▶ Objective
In the listing below, turn the lines from the one with "# test: identify the white entry" up to and including the one with "x=903 y=401" into a JSON list of strings, one string per line, with blank lines omitted. Leave the picture out of the answer.

▶ Records
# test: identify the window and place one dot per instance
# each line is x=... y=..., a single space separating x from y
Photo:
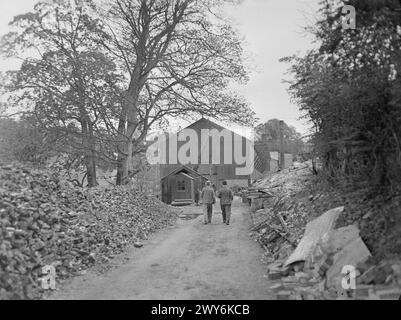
x=180 y=185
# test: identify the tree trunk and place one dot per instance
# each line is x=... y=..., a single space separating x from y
x=89 y=151
x=126 y=129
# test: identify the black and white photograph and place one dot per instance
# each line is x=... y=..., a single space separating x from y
x=200 y=155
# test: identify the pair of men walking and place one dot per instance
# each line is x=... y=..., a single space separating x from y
x=209 y=199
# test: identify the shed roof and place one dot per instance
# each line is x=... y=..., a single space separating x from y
x=186 y=169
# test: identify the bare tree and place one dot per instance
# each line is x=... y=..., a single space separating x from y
x=68 y=82
x=179 y=57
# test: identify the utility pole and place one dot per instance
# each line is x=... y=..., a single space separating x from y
x=282 y=158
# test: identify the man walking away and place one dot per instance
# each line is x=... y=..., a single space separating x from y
x=226 y=198
x=208 y=200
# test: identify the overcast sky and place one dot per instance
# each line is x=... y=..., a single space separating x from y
x=272 y=29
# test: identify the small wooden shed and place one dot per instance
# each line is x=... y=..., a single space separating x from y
x=179 y=187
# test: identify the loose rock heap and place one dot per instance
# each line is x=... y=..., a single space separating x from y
x=46 y=221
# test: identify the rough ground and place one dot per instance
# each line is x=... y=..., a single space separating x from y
x=187 y=261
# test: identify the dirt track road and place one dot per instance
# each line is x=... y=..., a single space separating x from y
x=187 y=261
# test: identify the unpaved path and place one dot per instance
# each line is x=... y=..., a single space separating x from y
x=187 y=261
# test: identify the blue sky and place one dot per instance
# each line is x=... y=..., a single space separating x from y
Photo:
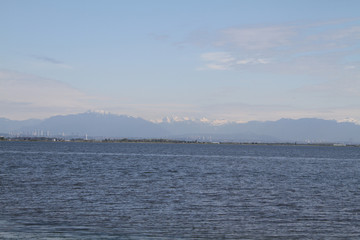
x=219 y=60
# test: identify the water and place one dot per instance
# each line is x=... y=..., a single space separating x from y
x=178 y=191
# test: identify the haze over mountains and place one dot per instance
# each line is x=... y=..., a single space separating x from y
x=97 y=125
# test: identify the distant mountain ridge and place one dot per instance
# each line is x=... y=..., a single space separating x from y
x=106 y=125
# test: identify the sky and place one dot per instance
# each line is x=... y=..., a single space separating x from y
x=222 y=60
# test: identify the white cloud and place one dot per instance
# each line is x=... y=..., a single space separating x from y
x=22 y=95
x=319 y=49
x=226 y=61
x=257 y=38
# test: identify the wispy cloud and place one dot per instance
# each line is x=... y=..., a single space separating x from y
x=50 y=60
x=26 y=95
x=285 y=48
x=227 y=61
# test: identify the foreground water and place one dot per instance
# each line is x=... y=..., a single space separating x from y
x=178 y=191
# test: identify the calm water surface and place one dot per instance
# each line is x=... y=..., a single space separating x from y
x=178 y=191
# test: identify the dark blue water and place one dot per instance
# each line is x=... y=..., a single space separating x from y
x=178 y=191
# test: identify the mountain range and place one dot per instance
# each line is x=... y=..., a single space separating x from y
x=100 y=126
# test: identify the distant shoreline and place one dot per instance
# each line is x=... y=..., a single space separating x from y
x=168 y=141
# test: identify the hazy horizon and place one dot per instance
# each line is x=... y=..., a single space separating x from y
x=220 y=60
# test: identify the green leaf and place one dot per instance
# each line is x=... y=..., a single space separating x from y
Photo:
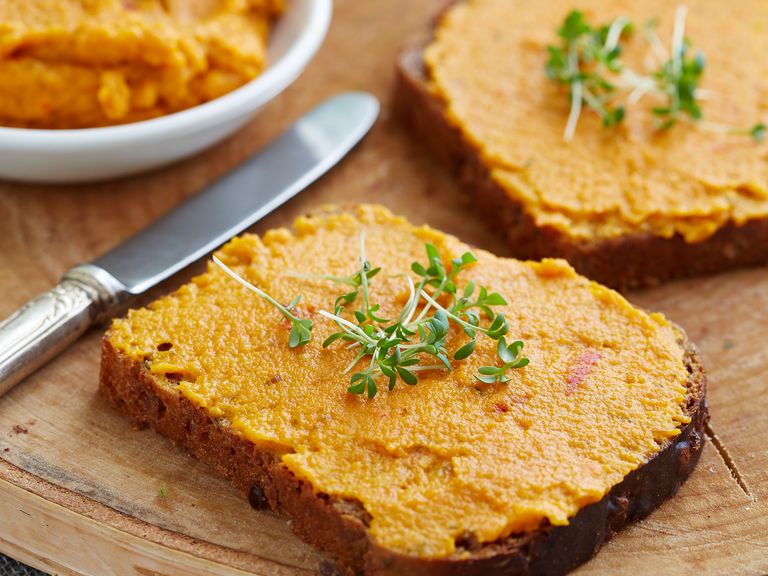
x=494 y=299
x=488 y=370
x=468 y=258
x=516 y=347
x=758 y=132
x=293 y=303
x=432 y=254
x=358 y=388
x=465 y=351
x=372 y=389
x=504 y=352
x=486 y=379
x=407 y=376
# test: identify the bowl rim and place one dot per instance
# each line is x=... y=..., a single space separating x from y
x=253 y=94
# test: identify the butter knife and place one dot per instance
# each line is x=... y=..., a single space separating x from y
x=95 y=292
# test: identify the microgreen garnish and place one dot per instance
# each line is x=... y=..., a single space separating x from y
x=588 y=62
x=587 y=54
x=301 y=328
x=417 y=340
x=511 y=356
x=392 y=351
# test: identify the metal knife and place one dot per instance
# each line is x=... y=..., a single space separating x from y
x=95 y=292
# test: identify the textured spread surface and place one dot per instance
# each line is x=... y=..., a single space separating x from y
x=604 y=389
x=608 y=183
x=80 y=63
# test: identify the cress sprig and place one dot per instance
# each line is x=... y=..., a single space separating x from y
x=588 y=62
x=399 y=350
x=301 y=328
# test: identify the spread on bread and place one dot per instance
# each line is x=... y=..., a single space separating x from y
x=487 y=65
x=604 y=392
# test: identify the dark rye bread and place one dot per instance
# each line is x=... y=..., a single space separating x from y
x=340 y=527
x=634 y=261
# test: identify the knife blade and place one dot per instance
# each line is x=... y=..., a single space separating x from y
x=94 y=292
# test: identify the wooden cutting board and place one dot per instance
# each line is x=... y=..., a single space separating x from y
x=80 y=492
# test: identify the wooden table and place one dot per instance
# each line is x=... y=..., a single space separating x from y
x=80 y=491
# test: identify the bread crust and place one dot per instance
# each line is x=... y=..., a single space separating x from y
x=340 y=527
x=633 y=261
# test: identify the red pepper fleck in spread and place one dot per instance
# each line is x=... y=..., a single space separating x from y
x=580 y=371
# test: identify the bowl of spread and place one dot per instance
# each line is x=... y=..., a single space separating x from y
x=92 y=92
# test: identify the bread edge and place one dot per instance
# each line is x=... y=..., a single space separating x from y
x=634 y=261
x=340 y=527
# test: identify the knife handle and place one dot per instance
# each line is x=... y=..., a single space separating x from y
x=47 y=324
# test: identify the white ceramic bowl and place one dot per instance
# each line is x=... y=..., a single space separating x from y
x=66 y=156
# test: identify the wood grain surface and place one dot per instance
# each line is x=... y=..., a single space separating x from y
x=80 y=491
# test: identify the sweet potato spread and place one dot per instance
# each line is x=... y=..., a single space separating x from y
x=86 y=63
x=487 y=64
x=602 y=394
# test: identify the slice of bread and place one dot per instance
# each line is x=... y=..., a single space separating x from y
x=209 y=367
x=630 y=260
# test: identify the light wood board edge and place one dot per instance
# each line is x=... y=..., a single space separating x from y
x=90 y=539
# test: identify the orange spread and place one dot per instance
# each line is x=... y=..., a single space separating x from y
x=430 y=461
x=487 y=64
x=84 y=63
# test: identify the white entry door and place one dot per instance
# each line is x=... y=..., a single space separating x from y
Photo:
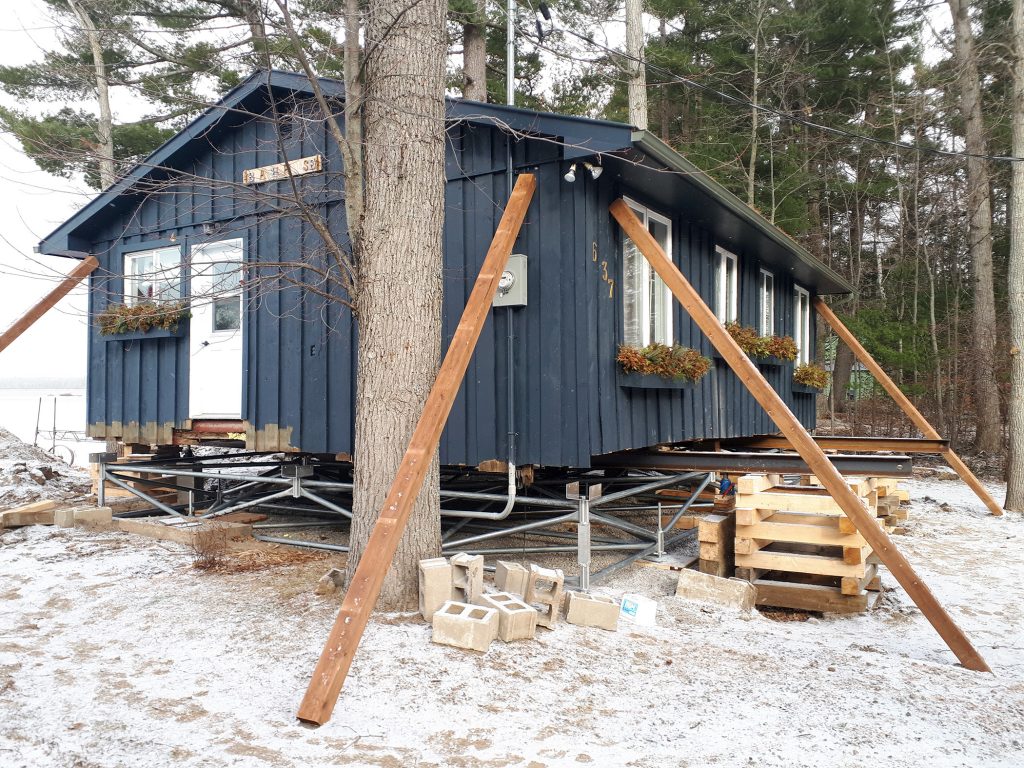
x=217 y=314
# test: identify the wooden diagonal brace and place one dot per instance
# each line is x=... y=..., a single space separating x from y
x=26 y=321
x=366 y=584
x=770 y=400
x=903 y=401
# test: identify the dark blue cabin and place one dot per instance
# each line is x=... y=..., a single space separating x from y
x=273 y=356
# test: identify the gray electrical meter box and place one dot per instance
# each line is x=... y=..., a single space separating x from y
x=512 y=286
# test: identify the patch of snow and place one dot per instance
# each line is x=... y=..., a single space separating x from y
x=29 y=474
x=115 y=652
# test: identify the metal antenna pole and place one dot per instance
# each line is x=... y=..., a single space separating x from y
x=510 y=53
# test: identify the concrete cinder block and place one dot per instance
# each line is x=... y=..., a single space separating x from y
x=93 y=516
x=638 y=609
x=516 y=621
x=435 y=585
x=592 y=610
x=464 y=626
x=544 y=589
x=511 y=577
x=65 y=517
x=333 y=581
x=693 y=585
x=467 y=578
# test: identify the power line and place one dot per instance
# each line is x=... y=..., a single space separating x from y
x=739 y=101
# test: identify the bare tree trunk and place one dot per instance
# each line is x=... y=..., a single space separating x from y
x=637 y=88
x=398 y=303
x=253 y=13
x=104 y=127
x=1015 y=417
x=986 y=395
x=755 y=87
x=474 y=54
x=352 y=145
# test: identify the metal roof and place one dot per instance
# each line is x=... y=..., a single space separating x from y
x=580 y=137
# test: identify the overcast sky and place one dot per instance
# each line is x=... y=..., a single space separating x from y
x=32 y=204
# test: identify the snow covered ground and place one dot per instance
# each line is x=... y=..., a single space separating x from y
x=114 y=651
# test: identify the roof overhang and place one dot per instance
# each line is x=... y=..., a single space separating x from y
x=772 y=241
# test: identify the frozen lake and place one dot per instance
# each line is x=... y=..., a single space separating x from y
x=61 y=407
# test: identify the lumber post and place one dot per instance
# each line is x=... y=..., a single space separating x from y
x=809 y=451
x=904 y=402
x=366 y=583
x=47 y=302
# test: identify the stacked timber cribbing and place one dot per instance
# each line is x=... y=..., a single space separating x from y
x=796 y=545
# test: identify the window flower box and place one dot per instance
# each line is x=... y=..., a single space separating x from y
x=634 y=380
x=153 y=333
x=804 y=389
x=659 y=367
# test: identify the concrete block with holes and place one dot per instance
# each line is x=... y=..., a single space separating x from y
x=516 y=621
x=435 y=585
x=511 y=577
x=592 y=610
x=465 y=626
x=544 y=591
x=467 y=578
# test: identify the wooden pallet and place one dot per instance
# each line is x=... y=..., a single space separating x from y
x=800 y=549
x=817 y=594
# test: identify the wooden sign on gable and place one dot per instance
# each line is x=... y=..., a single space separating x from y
x=279 y=171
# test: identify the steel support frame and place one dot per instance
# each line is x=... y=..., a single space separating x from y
x=601 y=502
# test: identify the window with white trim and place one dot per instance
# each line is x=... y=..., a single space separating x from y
x=767 y=303
x=216 y=278
x=646 y=300
x=726 y=282
x=153 y=276
x=802 y=323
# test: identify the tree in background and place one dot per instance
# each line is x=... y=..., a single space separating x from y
x=986 y=396
x=1015 y=293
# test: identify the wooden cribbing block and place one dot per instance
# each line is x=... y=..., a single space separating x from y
x=716 y=535
x=799 y=562
x=366 y=583
x=814 y=597
x=753 y=484
x=857 y=585
x=37 y=513
x=802 y=532
x=793 y=429
x=855 y=555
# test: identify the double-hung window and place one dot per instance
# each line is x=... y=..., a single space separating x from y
x=767 y=325
x=726 y=281
x=802 y=323
x=153 y=276
x=646 y=300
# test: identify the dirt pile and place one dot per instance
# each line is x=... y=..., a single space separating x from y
x=29 y=474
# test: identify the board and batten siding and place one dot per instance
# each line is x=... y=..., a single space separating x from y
x=298 y=375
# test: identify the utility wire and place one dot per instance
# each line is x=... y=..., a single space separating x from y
x=739 y=101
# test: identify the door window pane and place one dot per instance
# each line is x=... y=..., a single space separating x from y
x=646 y=300
x=227 y=313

▶ Task output
[
  "# test: identify the white entry door and place one dot per instance",
  "# each line is x=... y=..., a single space separating x from y",
  "Photo:",
  "x=217 y=314",
  "# test: identify the wooden diagonal brace and place one dot per instance",
  "# each line is x=... y=..., a single space separating x from y",
  "x=26 y=321",
  "x=366 y=584",
  "x=770 y=400",
  "x=903 y=401"
]